## WHAT YOU NEED TO DO
Please return each entry that follows exactly as given, but without pictures.

## INPUT RECORDS
┌──
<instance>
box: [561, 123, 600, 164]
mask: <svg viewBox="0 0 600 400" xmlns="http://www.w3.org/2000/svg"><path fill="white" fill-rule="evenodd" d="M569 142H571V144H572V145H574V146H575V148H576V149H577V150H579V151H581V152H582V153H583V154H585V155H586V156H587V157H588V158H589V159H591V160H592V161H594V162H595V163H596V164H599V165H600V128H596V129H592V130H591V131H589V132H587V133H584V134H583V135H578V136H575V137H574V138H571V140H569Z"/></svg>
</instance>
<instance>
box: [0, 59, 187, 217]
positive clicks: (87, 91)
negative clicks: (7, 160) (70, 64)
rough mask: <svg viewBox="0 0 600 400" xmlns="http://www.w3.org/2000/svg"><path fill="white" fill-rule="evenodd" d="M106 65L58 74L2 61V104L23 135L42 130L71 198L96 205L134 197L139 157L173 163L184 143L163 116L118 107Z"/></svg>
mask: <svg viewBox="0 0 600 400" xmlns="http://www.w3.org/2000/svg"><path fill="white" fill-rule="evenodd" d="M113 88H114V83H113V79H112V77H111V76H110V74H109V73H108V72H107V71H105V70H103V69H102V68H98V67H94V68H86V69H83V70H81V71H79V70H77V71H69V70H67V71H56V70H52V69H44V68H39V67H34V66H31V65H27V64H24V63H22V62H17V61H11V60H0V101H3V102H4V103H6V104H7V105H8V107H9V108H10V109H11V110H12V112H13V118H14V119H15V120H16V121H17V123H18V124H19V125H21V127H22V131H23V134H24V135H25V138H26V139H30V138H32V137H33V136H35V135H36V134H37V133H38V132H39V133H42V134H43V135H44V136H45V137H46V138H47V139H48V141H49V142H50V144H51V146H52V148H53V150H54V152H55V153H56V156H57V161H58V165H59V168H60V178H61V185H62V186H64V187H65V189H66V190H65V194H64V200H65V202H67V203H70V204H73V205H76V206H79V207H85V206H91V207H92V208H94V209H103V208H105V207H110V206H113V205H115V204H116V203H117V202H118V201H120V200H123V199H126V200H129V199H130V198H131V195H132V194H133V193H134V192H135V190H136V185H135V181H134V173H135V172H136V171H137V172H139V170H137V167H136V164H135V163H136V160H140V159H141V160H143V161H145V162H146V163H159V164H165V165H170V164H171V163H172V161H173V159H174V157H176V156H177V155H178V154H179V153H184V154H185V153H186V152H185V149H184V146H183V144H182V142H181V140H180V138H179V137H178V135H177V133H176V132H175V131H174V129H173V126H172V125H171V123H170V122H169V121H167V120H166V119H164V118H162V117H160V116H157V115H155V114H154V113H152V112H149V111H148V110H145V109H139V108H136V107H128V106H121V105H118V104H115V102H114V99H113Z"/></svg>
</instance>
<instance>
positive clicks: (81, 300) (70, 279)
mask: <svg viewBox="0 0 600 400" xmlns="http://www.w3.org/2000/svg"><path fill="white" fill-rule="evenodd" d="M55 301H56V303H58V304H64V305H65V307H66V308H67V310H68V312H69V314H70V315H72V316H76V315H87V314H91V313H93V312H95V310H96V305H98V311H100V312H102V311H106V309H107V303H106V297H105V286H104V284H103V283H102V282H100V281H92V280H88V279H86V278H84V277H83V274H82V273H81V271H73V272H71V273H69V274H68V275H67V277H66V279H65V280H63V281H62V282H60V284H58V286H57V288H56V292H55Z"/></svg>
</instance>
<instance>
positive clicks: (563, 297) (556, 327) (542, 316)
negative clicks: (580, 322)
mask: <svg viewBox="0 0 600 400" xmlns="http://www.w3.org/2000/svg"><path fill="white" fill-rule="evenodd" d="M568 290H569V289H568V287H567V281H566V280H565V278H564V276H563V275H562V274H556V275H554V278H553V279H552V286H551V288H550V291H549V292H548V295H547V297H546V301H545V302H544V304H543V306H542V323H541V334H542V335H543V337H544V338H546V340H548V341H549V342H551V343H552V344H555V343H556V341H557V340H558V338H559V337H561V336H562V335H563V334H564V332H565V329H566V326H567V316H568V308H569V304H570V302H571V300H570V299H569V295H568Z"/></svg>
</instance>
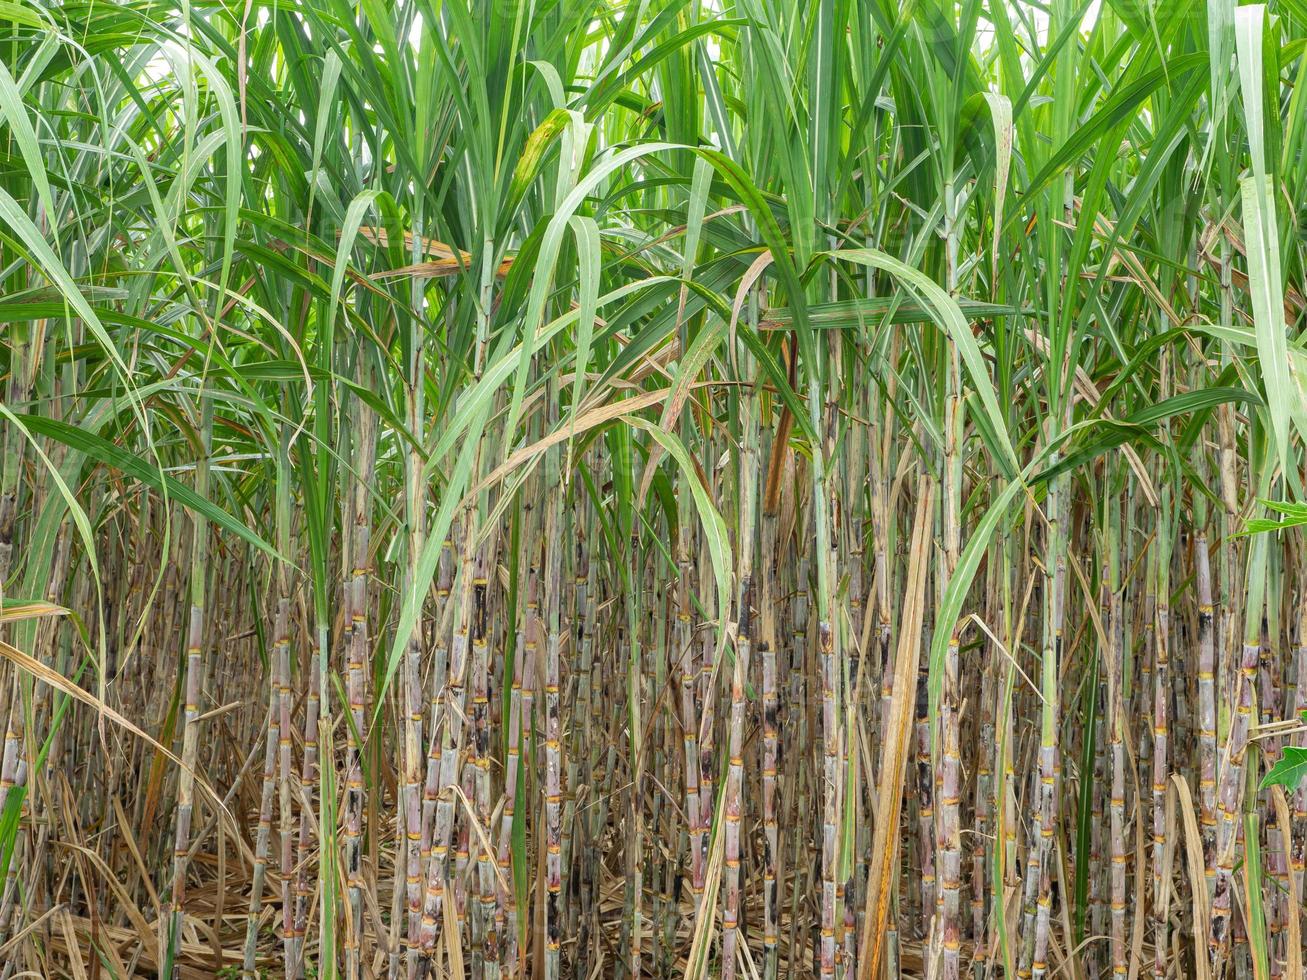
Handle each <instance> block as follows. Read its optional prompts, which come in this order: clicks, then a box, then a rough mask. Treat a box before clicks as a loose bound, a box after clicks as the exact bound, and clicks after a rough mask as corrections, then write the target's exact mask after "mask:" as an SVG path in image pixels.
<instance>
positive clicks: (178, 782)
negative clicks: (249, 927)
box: [10, 400, 213, 968]
mask: <svg viewBox="0 0 1307 980" xmlns="http://www.w3.org/2000/svg"><path fill="white" fill-rule="evenodd" d="M200 412H201V414H203V421H201V425H200V431H201V452H203V455H201V457H200V461H199V464H197V465H196V468H195V491H196V493H197V494H199V495H200V497H204V495H205V494H207V493H208V489H209V452H210V449H212V446H213V402H212V401H209V400H205V401H204V402H203V408H201V409H200ZM208 536H209V527H208V523H207V521H205V520H204V519H203V517H201V516H200V515H195V519H193V521H192V525H191V610H190V623H188V626H187V639H186V679H184V695H183V699H184V700H183V704H184V710H183V711H184V713H183V719H182V771H180V775H179V776H178V787H176V830H175V835H174V844H173V889H171V903H170V904H171V915H170V916H169V919H167V923H166V924H165V921H163V920H162V919H161V920H159V926H161V929H165V930H166V932H165V934H163V936H161V937H159V938H161V942H159V947H161V955H162V959H163V963H165V966H166V967H169V968H171V964H175V962H176V953H178V949H179V946H180V942H182V925H183V921H184V916H186V872H187V866H188V864H190V851H191V819H192V815H193V810H195V766H196V751H197V747H199V740H200V727H199V721H197V720H196V719H197V717H199V713H200V677H201V674H203V672H204V648H205V645H207V644H205V636H204V622H205V621H204V600H205V579H207V575H208V570H209V566H208ZM10 724H12V723H10Z"/></svg>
└──
## SOLUTION FOR THIS EXERCISE
<instance>
box: [561, 123, 600, 164]
mask: <svg viewBox="0 0 600 400" xmlns="http://www.w3.org/2000/svg"><path fill="white" fill-rule="evenodd" d="M569 142H571V144H572V145H574V146H575V148H576V149H577V150H579V151H581V152H582V153H583V154H585V155H586V156H587V157H588V158H589V159H591V160H592V161H594V162H595V163H596V164H599V165H600V128H596V129H592V130H591V131H589V132H587V133H584V134H583V135H578V136H575V137H574V138H571V140H569Z"/></svg>
</instance>
<instance>
box: [0, 59, 187, 217]
positive clicks: (87, 91)
negative clicks: (7, 160) (70, 64)
rough mask: <svg viewBox="0 0 600 400" xmlns="http://www.w3.org/2000/svg"><path fill="white" fill-rule="evenodd" d="M106 65L58 74L2 61V104L23 135L42 130L71 198L96 205L134 197L139 157L173 163L184 143L163 116L118 107Z"/></svg>
mask: <svg viewBox="0 0 600 400" xmlns="http://www.w3.org/2000/svg"><path fill="white" fill-rule="evenodd" d="M113 88H114V83H113V79H112V77H111V76H110V74H109V73H108V72H107V71H105V70H103V69H102V68H98V67H94V68H86V69H83V70H81V71H79V70H77V71H69V70H67V71H56V70H52V69H44V68H39V67H34V66H31V65H27V64H24V63H22V62H17V61H11V60H0V101H3V102H4V103H6V104H7V105H8V107H9V108H10V109H11V110H12V112H13V118H14V119H15V120H16V121H17V123H18V124H19V125H21V127H22V131H23V134H24V135H25V138H26V139H30V138H32V137H33V136H35V135H36V134H37V133H38V132H39V133H42V134H43V135H44V136H45V137H46V138H47V139H48V141H49V142H50V144H51V146H52V148H53V150H54V152H55V153H56V156H57V161H58V165H59V168H60V178H61V185H62V186H64V187H65V189H66V190H65V194H64V200H65V202H67V203H70V204H73V205H76V206H79V207H85V206H91V207H92V208H94V209H103V208H105V207H110V206H113V205H115V204H116V203H117V202H118V201H120V200H123V199H126V200H129V199H130V198H131V195H132V194H133V193H134V192H135V190H136V185H135V181H134V173H135V172H136V171H137V172H139V170H137V167H136V164H135V163H136V160H140V159H141V160H143V161H145V162H146V163H159V164H165V165H170V164H171V163H172V161H173V159H174V157H176V156H177V155H178V154H179V153H184V154H185V153H186V152H185V149H184V146H183V144H182V142H181V140H180V138H179V137H178V135H177V133H176V132H175V131H174V129H173V126H172V125H171V123H170V122H169V121H167V120H166V119H164V118H162V117H160V116H157V115H155V114H154V113H152V112H149V111H148V110H145V109H139V108H136V107H128V106H121V105H118V104H115V102H114V99H113Z"/></svg>
</instance>
<instance>
positive clicks: (81, 300) (70, 279)
mask: <svg viewBox="0 0 600 400" xmlns="http://www.w3.org/2000/svg"><path fill="white" fill-rule="evenodd" d="M55 301H56V303H58V304H64V305H65V307H66V308H67V310H68V312H69V314H70V315H72V316H76V315H87V314H91V313H93V312H95V310H96V305H98V311H100V312H102V311H106V309H107V303H106V297H105V286H104V284H103V283H102V282H100V281H92V280H88V279H86V278H84V277H83V274H82V273H81V271H73V272H71V273H69V274H68V275H67V277H66V279H65V280H63V281H62V282H60V284H58V286H57V288H56V292H55Z"/></svg>
</instance>
<instance>
positive clicks: (563, 297) (556, 327) (542, 316)
negative clicks: (580, 322)
mask: <svg viewBox="0 0 600 400" xmlns="http://www.w3.org/2000/svg"><path fill="white" fill-rule="evenodd" d="M568 290H569V289H568V287H567V281H566V280H565V278H564V276H563V275H562V274H556V275H554V278H553V279H552V286H551V288H550V291H549V292H548V295H547V297H546V301H545V302H544V304H543V306H542V323H541V334H542V335H543V337H544V338H546V340H548V341H549V342H551V343H552V344H555V343H556V341H557V340H558V338H559V337H561V336H562V335H563V334H564V332H565V329H566V326H567V316H568V308H569V304H570V302H571V300H570V299H569V295H568Z"/></svg>
</instance>
Handle each <instance> block as follows. Read its optional prompts, which come in this order: clicks, then a box, then a rough mask. Treat a box before clicks as a loose bound, a box after clicks as the exact bound, and clicks after a rough mask as corrections, then write the target's exact mask after "mask:" as an SVG path in image pixels.
<instance>
positive clicks: (178, 782)
negative clicks: (249, 927)
box: [10, 400, 213, 968]
mask: <svg viewBox="0 0 1307 980" xmlns="http://www.w3.org/2000/svg"><path fill="white" fill-rule="evenodd" d="M200 412H201V414H203V421H201V425H200V431H201V452H203V455H201V457H200V461H199V464H197V465H196V468H195V491H196V493H197V494H199V495H200V497H204V495H205V494H207V493H208V489H209V452H210V449H212V446H213V402H212V401H209V400H205V401H204V402H203V408H201V409H200ZM208 536H209V527H208V523H207V521H205V520H204V519H203V517H201V516H200V515H195V519H193V521H192V525H191V610H190V623H188V626H187V639H186V679H184V695H183V699H184V700H183V704H184V710H183V711H184V713H183V719H182V771H180V775H179V776H178V787H176V830H175V835H174V844H173V889H171V903H170V904H171V915H170V916H169V919H167V923H166V924H165V921H163V920H162V919H161V920H159V926H161V929H165V930H166V932H165V934H163V936H161V937H159V938H161V942H159V947H161V955H162V959H163V963H165V966H166V967H169V968H171V964H175V962H176V953H178V949H179V946H180V942H182V925H183V921H184V916H186V872H187V866H188V864H190V851H191V819H192V815H193V810H195V766H196V751H197V747H199V740H200V727H199V721H197V720H196V719H197V717H199V713H200V677H201V674H203V672H204V648H205V645H207V644H205V636H204V622H205V621H204V600H205V579H207V575H208V570H209V566H208ZM10 724H12V723H10Z"/></svg>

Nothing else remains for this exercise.